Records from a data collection
....
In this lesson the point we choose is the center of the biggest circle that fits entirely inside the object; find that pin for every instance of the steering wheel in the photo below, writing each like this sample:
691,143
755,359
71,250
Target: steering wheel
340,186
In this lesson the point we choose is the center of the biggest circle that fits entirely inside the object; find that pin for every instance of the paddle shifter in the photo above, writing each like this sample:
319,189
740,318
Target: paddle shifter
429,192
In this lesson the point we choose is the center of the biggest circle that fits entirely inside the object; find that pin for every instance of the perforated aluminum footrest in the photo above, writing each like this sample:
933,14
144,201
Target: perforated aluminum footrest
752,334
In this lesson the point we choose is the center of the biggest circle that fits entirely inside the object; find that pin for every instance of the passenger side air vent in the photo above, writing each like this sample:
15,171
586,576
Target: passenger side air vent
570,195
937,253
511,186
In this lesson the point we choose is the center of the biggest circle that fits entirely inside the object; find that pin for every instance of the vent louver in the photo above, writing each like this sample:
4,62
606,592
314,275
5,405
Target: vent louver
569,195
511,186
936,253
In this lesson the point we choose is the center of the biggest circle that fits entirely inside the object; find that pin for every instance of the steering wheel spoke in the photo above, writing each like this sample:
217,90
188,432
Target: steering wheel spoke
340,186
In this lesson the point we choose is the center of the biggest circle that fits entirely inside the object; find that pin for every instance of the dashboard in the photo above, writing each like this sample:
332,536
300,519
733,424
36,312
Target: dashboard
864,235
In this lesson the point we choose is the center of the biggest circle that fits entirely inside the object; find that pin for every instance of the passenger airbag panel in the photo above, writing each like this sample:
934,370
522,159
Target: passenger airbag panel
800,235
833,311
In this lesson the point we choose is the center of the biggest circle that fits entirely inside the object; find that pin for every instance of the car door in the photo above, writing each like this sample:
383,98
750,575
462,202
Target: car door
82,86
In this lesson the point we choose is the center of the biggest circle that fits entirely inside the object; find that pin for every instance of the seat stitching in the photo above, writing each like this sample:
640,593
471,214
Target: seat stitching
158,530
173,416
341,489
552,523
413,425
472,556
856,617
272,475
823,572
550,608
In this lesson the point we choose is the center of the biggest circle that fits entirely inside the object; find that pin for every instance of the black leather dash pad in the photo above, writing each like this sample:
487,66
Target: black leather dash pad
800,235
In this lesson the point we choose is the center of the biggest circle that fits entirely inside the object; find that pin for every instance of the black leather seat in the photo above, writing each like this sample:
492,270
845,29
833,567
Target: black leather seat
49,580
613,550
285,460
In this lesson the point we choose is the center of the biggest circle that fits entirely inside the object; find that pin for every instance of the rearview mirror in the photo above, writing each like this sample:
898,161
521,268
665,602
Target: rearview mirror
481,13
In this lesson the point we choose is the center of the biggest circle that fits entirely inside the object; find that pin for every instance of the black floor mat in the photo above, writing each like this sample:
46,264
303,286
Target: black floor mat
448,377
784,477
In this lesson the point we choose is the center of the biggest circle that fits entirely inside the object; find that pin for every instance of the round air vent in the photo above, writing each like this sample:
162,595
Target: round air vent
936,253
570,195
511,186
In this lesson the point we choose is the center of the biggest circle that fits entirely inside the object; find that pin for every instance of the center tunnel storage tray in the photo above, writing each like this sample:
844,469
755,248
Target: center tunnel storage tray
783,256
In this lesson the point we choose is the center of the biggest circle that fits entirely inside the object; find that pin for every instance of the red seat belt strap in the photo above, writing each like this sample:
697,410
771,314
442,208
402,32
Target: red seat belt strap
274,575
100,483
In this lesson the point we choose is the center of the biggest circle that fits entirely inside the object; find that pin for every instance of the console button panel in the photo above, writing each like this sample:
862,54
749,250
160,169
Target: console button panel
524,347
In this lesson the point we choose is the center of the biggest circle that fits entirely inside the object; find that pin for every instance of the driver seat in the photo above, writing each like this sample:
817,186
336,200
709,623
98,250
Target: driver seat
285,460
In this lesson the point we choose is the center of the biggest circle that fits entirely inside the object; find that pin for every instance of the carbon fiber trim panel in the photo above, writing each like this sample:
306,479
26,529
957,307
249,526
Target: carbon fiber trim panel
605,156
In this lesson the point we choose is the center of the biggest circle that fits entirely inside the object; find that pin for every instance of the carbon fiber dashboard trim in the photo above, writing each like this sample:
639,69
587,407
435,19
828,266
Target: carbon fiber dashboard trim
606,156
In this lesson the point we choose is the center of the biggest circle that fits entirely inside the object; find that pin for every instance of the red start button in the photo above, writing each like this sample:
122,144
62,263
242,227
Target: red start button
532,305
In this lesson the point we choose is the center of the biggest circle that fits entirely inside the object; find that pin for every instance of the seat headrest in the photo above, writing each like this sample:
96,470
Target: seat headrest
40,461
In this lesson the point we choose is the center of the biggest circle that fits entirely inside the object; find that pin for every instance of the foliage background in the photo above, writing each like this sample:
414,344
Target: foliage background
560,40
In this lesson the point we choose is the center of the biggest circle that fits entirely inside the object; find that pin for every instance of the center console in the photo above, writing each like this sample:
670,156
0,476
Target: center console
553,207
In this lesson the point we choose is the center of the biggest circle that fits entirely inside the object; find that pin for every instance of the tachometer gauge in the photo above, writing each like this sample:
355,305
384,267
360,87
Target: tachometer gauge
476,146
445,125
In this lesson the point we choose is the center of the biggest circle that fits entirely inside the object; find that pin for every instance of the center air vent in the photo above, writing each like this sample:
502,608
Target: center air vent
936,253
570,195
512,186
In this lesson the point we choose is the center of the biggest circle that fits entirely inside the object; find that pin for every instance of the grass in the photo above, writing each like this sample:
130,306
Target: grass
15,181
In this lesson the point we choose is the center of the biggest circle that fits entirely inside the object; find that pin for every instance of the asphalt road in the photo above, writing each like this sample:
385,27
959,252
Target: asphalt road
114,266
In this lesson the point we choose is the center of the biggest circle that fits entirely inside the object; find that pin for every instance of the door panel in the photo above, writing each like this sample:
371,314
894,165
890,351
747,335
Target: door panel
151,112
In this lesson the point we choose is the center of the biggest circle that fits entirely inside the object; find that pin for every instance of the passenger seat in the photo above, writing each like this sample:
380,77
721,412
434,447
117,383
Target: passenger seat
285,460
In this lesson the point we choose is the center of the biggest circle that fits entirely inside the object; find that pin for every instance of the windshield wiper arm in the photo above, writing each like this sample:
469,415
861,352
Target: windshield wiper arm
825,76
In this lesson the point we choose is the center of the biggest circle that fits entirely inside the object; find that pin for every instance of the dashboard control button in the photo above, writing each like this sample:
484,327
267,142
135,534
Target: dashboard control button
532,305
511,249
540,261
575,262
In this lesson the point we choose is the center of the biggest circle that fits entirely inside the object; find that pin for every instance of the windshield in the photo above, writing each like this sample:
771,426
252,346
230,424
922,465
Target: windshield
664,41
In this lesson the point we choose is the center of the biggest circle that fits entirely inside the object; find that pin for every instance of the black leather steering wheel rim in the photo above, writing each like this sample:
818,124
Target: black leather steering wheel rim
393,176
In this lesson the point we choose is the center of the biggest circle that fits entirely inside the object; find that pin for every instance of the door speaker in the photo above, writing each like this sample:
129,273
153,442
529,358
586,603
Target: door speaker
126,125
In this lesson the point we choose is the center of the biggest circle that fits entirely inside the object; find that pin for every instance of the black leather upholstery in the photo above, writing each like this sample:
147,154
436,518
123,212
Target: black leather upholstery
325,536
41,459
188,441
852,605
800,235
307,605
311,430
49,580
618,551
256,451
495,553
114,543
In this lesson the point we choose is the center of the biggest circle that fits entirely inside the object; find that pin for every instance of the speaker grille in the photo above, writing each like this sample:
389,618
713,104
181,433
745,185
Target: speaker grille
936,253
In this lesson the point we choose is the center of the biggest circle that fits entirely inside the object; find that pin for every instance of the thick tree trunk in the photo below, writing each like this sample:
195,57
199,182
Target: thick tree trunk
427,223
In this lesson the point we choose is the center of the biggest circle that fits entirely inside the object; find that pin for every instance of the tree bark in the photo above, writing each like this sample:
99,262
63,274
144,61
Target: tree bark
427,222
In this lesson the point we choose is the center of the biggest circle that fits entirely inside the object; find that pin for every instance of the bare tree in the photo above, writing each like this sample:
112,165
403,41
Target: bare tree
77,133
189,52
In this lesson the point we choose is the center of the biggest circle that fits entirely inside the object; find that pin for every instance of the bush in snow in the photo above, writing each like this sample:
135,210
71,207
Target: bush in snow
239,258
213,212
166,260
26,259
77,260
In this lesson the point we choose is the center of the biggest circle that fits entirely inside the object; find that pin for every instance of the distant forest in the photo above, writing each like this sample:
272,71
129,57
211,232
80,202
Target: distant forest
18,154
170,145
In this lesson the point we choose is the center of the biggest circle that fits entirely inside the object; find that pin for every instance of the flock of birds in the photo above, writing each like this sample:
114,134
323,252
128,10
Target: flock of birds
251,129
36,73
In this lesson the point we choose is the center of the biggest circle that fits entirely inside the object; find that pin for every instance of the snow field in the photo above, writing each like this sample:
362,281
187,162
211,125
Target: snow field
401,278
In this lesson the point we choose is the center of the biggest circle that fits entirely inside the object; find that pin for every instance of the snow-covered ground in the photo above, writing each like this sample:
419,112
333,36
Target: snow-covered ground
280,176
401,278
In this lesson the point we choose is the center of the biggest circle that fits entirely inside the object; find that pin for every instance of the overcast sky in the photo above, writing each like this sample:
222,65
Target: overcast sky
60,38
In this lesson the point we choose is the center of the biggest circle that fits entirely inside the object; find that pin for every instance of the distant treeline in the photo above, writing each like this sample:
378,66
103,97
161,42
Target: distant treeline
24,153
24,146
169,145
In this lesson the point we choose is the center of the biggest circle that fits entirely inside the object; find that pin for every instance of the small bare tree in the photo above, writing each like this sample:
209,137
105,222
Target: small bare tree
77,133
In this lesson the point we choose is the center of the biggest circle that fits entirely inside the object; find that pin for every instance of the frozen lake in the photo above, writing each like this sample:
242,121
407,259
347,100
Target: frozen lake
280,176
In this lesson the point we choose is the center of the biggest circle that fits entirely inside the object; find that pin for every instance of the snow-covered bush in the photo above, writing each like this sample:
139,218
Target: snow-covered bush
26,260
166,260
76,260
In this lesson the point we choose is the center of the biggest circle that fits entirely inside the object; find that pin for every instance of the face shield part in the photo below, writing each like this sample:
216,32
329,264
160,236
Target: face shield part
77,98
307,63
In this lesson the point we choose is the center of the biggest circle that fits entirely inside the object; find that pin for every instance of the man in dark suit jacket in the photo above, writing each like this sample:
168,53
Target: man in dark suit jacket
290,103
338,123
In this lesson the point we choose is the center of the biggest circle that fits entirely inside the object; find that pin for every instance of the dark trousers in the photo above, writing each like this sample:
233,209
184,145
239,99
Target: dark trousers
....
** WHAT YOU HAVE TO DO **
Whenever a line in the records contains the word "below", copy that line.

** RESULT OF THIS EXERCISE **
In this lesson the point we choose is the center of the biggest circle that fits entirely inside the object; find that pin for every instance of the steering wheel in the photo below, writing each like this sample:
In this lesson the point we choose is the center of the biggest circle that fits entirely inside the object; find that pin for every instance of the thick tree trunk in the photo below, writing each like this sample:
In this lesson the point we choose is the center of the biggest circle that fits entirely inside the object; find that pin for every instance of the face shield part in the photo below, writing each like this sample:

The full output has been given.